- **Given problem**: Rewrite every line of the rows below, requests included. In the answers, multiply each point coordinate by 1.95 and round it to the nearest whole number, with halves rounded up.

________________________________________

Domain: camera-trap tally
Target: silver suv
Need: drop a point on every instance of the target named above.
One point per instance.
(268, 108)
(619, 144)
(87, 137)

________________________________________

- **Answer below**:
Domain: camera-trap tally
Target: silver suv
Need: drop a point on every instance of the target named above.
One point per instance.
(523, 211)
(1207, 281)
(170, 267)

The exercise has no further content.